YOUR INSTRUCTIONS: Could you output the entire listing without altering anything?

STORED DATA:

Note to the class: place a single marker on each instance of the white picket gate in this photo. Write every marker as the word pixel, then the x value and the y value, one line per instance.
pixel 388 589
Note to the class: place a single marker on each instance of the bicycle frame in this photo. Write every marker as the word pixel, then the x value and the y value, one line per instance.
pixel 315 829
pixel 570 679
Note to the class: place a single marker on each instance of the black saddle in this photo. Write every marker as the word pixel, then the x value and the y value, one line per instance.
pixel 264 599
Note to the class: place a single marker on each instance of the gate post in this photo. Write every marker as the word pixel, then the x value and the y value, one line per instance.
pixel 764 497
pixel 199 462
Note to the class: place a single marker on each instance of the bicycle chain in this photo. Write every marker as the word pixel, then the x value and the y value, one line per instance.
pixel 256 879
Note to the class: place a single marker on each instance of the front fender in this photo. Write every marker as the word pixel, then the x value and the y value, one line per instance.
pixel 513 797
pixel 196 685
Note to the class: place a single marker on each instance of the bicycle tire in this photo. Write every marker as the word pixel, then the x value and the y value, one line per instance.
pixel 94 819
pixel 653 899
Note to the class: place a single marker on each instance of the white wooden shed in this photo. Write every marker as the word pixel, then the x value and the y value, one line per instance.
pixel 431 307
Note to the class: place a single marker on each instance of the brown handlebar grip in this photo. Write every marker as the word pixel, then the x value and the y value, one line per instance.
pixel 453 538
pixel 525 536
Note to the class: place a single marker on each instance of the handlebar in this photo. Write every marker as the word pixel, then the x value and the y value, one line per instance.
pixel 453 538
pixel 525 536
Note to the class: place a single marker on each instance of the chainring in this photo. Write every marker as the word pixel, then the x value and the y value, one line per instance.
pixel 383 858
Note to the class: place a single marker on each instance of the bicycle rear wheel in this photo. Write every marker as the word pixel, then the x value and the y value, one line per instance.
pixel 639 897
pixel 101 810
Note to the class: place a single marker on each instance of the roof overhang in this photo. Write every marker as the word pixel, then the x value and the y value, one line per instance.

SOLUTION TO THIS PROBLEM:
Note to the class: place a single marker on each instance of the white picket gate in this photo. Write every marker as the word pixel, then the x value and the y value, one line per instance.
pixel 388 589
Note to the class: place a single marker on each instance of the bicycle frame in this photo. Write every marker as the word pixel, then the x value and the y value, one line per instance.
pixel 315 829
pixel 570 679
Note to the class: place a single marker on each instance of the black saddle in this photo. Write every marker as the word pixel, then the x value and the y value, one line per instance.
pixel 264 599
Note to the class: place a single marker on each instance of the gate post in this photo. Write every marker as the word pixel, then the x value and the y value, one line per instance.
pixel 764 497
pixel 199 462
Note to the class: place a single marker on each instance of the bicycle chain in this photo. Write every marker as the word pixel, then the x value and the y value, one line per instance.
pixel 256 879
Note to the class: place a single marker on each instance of the front fender in this photo. Write every marker as the word pixel, then the x value and the y value, one line per instance.
pixel 513 797
pixel 196 685
Note to the class: place a single marker on each instance of the bicycle tire in this photo. Write every marker as the word pixel, then the x value and the y value, one line per instance.
pixel 94 819
pixel 653 899
Note to the class: place a single marker on each instance of the white wooden shed in this photo. Write every marker as the word pixel, then the x value and the y value, one line per instance.
pixel 431 307
Note to the class: place a single marker on each instance of the brown handlebar grip in this photo. Write every marker as the word pixel, then the x value and the y value, one line per instance.
pixel 453 538
pixel 525 536
Note to the class: place a single marker on each instance of the handlebar in this photo. Write every marker as the word pixel, then the x value and the y value, one line per instance.
pixel 453 538
pixel 525 536
Note to the class: place a single marker on each instance of the chainring in this photo. Write every marker as the word pixel, then the x value and the y value, one line per instance.
pixel 383 858
Note to the class: place a single marker on each instance of the bicycle rear wheel in this photo. Write every marker as the word pixel, then the x value and the y value, one line per instance.
pixel 639 897
pixel 101 810
Note to the class: place a single marker on each instance of the roof overhang in this photo. Write every marker as the word pixel, then the x value and the y value, one line per instance.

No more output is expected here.